▸ WHAT IS REQUIRED:
Can you find every line in the material below that contains the word "dark" and copy each of those lines?

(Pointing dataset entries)
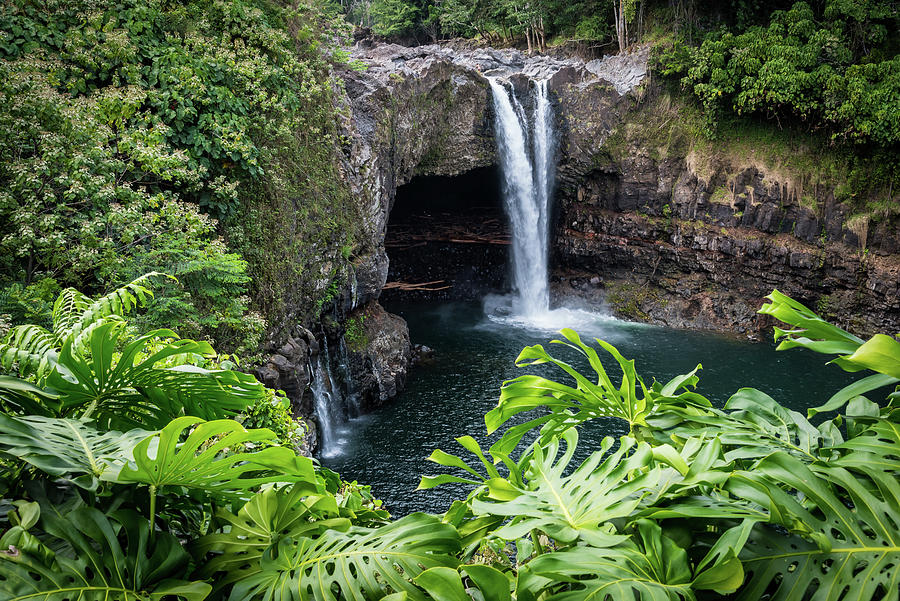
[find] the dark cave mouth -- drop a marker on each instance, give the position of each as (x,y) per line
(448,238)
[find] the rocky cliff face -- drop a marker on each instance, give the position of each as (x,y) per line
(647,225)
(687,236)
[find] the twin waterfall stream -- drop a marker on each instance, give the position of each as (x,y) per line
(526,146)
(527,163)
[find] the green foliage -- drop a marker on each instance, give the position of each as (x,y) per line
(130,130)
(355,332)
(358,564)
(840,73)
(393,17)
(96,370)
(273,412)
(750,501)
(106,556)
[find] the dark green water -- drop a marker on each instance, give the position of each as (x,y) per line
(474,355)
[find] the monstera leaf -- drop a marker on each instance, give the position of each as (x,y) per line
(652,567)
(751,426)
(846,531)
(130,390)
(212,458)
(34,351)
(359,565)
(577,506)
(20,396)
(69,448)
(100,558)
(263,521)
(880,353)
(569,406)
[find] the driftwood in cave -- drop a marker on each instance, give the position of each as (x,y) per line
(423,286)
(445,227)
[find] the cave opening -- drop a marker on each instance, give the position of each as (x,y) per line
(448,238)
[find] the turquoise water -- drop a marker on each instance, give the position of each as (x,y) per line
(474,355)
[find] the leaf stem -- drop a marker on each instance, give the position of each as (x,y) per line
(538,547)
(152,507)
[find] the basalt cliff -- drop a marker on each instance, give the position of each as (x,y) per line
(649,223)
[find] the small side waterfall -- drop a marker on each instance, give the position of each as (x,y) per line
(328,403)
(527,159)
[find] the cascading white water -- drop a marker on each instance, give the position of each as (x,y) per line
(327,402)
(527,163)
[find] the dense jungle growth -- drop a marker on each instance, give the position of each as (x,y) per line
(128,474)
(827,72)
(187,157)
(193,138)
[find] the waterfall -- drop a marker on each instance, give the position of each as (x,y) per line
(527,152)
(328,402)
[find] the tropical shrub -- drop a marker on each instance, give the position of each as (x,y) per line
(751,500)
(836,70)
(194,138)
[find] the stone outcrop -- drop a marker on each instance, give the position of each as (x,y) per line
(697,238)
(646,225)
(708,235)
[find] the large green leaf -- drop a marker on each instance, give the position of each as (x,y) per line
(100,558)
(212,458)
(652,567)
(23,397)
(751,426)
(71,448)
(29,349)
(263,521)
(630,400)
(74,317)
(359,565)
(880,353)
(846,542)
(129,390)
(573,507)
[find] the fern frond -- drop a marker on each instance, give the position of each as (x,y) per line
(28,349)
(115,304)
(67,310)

---

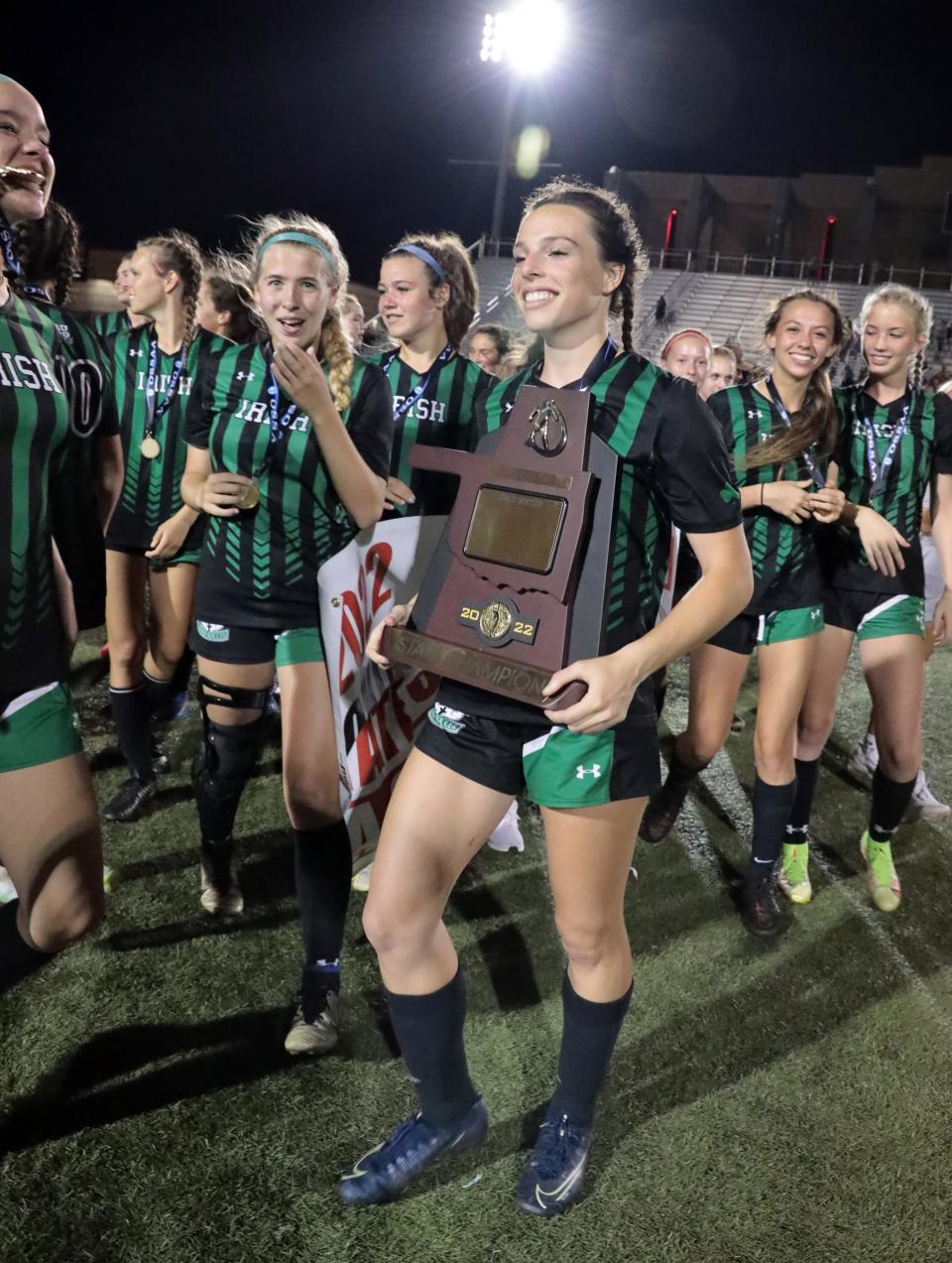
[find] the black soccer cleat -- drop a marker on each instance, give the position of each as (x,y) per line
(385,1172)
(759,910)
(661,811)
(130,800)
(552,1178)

▸ WRITTEN ANSWER:
[find] the dark cave mouth -- drop a marker on each instance, give the position of each as (x,y) per line
[find] the dark green water -- drop a marker on each instance, give the position of each as (x,y) per line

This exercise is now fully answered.